======== Source data ========

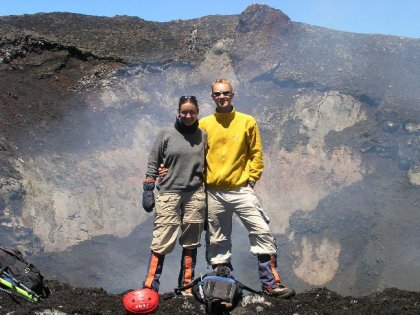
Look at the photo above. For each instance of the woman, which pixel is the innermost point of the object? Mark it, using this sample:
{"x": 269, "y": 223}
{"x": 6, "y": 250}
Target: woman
{"x": 180, "y": 202}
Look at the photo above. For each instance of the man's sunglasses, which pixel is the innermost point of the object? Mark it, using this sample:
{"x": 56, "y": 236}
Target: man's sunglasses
{"x": 191, "y": 98}
{"x": 225, "y": 93}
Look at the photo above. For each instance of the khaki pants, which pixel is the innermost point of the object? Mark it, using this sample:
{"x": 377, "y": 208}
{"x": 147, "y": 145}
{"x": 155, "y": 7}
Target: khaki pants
{"x": 221, "y": 206}
{"x": 185, "y": 210}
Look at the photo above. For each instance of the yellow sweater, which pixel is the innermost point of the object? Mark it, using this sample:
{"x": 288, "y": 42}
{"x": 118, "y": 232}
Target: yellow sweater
{"x": 234, "y": 152}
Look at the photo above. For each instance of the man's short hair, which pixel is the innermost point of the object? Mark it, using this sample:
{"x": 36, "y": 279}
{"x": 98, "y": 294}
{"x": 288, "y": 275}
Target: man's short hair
{"x": 224, "y": 81}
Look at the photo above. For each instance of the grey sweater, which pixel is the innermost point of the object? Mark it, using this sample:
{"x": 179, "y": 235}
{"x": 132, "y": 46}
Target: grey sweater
{"x": 183, "y": 154}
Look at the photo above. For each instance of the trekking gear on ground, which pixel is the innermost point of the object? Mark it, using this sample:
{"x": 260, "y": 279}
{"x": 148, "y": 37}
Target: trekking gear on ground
{"x": 148, "y": 195}
{"x": 19, "y": 278}
{"x": 218, "y": 290}
{"x": 270, "y": 278}
{"x": 141, "y": 301}
{"x": 187, "y": 269}
{"x": 279, "y": 292}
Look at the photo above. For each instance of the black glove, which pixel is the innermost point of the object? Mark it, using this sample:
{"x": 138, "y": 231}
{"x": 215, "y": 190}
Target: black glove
{"x": 148, "y": 195}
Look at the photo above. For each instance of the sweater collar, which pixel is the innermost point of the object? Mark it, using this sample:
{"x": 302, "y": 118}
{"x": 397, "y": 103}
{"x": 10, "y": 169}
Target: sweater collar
{"x": 226, "y": 115}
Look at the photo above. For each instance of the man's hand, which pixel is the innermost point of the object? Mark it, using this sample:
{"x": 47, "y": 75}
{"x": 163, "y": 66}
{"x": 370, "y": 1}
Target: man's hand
{"x": 148, "y": 195}
{"x": 162, "y": 171}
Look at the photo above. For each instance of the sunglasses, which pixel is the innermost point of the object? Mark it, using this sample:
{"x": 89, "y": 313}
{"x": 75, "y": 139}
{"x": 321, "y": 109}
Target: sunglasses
{"x": 225, "y": 93}
{"x": 184, "y": 99}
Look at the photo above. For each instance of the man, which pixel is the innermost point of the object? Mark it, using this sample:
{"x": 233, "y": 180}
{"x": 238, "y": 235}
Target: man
{"x": 234, "y": 165}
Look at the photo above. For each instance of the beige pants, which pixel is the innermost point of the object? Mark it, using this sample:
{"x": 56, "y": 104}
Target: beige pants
{"x": 175, "y": 211}
{"x": 221, "y": 206}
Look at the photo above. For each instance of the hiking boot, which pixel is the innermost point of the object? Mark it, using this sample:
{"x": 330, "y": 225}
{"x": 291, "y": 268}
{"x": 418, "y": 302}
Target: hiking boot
{"x": 187, "y": 292}
{"x": 280, "y": 292}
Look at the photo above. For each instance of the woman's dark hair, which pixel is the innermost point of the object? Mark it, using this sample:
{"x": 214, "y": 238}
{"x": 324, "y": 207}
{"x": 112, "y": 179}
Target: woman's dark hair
{"x": 185, "y": 99}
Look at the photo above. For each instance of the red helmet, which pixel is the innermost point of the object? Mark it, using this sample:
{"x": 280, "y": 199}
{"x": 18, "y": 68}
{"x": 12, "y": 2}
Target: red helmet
{"x": 141, "y": 301}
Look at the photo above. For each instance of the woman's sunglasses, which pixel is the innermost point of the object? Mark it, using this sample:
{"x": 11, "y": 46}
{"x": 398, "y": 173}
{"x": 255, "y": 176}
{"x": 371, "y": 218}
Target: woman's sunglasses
{"x": 191, "y": 98}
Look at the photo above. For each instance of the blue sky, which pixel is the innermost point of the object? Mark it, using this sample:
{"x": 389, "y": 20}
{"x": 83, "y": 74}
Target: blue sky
{"x": 391, "y": 17}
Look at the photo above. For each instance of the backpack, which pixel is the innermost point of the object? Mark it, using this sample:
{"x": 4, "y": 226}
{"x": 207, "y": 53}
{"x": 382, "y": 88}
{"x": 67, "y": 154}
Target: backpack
{"x": 19, "y": 277}
{"x": 217, "y": 290}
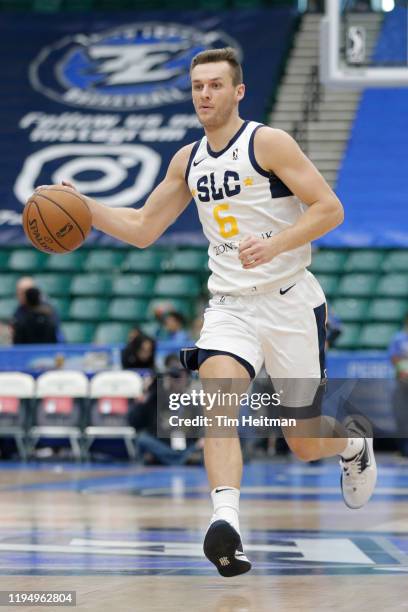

========

What is required
Give all the entries again exactly, dropping each picture.

Completed task
Look at the photo above. For each instance of the woman, which pixel is the innermost point of the object? Mark it, using this sample:
{"x": 269, "y": 223}
{"x": 6, "y": 250}
Target: woman
{"x": 180, "y": 202}
Look at the photo above. For each instance of the man's sunglasses, which pixel is the innermost point of the object? Mark it, using this sample:
{"x": 56, "y": 236}
Target: man's sunglasses
{"x": 191, "y": 98}
{"x": 225, "y": 93}
Look at the photo above. For each instance of the khaki pants, which pixel is the innermost point of the object? Mark it, using this sample:
{"x": 377, "y": 208}
{"x": 147, "y": 145}
{"x": 155, "y": 7}
Target: khaki pants
{"x": 221, "y": 206}
{"x": 185, "y": 210}
Look at the photo above. For each instance of the yellow sweater, which pixel is the innermost point of the object? Mark it, using this sample:
{"x": 288, "y": 42}
{"x": 118, "y": 232}
Target: yellow sweater
{"x": 234, "y": 152}
Look at the photo above. For each instance of the man's short hair, which pixel is the innermost point of the object? Mark it, using this sample:
{"x": 36, "y": 279}
{"x": 98, "y": 294}
{"x": 288, "y": 275}
Target: man's short hair
{"x": 224, "y": 81}
Look at the photo above. For each instance of the grey sweater, which pixel is the innermost point of the object? Mark it, using this sample:
{"x": 179, "y": 235}
{"x": 132, "y": 46}
Target: grey sweater
{"x": 183, "y": 154}
Look at the photo above. For each instance of the trekking gear on ground, which pixel is the innermost point of the object? Mark it, using this sample:
{"x": 260, "y": 279}
{"x": 148, "y": 37}
Target: trekking gear on ground
{"x": 148, "y": 195}
{"x": 19, "y": 278}
{"x": 218, "y": 290}
{"x": 270, "y": 278}
{"x": 141, "y": 301}
{"x": 187, "y": 269}
{"x": 279, "y": 292}
Look at the photo above. For each instance of the black glove, which pixel is the innermost point of the object? Mark it, using this sample:
{"x": 138, "y": 231}
{"x": 215, "y": 190}
Target: black glove
{"x": 148, "y": 195}
Look at the photo above. For each instance of the sweater collar, which pixel is the innermost point of the object? Mark it, using this sample:
{"x": 302, "y": 118}
{"x": 397, "y": 103}
{"x": 10, "y": 169}
Target: sweater collar
{"x": 226, "y": 115}
Look at the photo above. For each instance of the man's hand, which pixel is the innermost point of the object? Mark it, using this sample:
{"x": 47, "y": 75}
{"x": 163, "y": 66}
{"x": 370, "y": 1}
Target: man's hand
{"x": 148, "y": 195}
{"x": 162, "y": 171}
Look at the photo above. For each instance of the sunglasses, which pixel is the innermost point of the object? Mark it, using this sample:
{"x": 89, "y": 313}
{"x": 75, "y": 139}
{"x": 321, "y": 109}
Target: sunglasses
{"x": 225, "y": 93}
{"x": 184, "y": 99}
Look at the photo above. For each instance of the man, which pixel is the innermost point of the object? Mark it, using this sample:
{"x": 233, "y": 180}
{"x": 238, "y": 235}
Target: man
{"x": 234, "y": 165}
Look at the photo above. For each instance of the beige pants, which pixel is the innermost point of the object? Mark it, using this sample:
{"x": 56, "y": 104}
Target: beige pants
{"x": 175, "y": 211}
{"x": 221, "y": 206}
Look at the photo above. For each instance of the hiking boot, which pixel is the innermost point of the object? Mark it, using this sample:
{"x": 330, "y": 225}
{"x": 291, "y": 268}
{"x": 418, "y": 302}
Target: hiking boot
{"x": 187, "y": 292}
{"x": 280, "y": 292}
Look at the photo above. For each instance of the woman's dark hair, which pixel is the innermost point of the object? Mark it, using this sample:
{"x": 214, "y": 238}
{"x": 324, "y": 207}
{"x": 112, "y": 179}
Target: woman's dark hair
{"x": 185, "y": 99}
Look at the photo above. For each instance of the red helmet, which pixel is the innermost point of the object? Mark it, using this sample:
{"x": 280, "y": 199}
{"x": 18, "y": 68}
{"x": 12, "y": 2}
Target: red helmet
{"x": 141, "y": 301}
Look at the photo above. For each instance of the woman's sunglasses, which pixel is the innermost point of the object? Mark it, using this sample:
{"x": 11, "y": 46}
{"x": 398, "y": 173}
{"x": 255, "y": 176}
{"x": 371, "y": 218}
Target: woman's sunglasses
{"x": 191, "y": 98}
Look at the photo above. For each instance of the blue sky, which pixel is the innermost point of the object? Mark it, using this sample:
{"x": 389, "y": 20}
{"x": 83, "y": 74}
Target: blue sky
{"x": 391, "y": 17}
Look at the photo above. For each instance of the backpack, which pixel is the innermost point of the object? Mark it, using this sample:
{"x": 4, "y": 226}
{"x": 207, "y": 53}
{"x": 382, "y": 88}
{"x": 67, "y": 154}
Target: backpack
{"x": 19, "y": 277}
{"x": 217, "y": 290}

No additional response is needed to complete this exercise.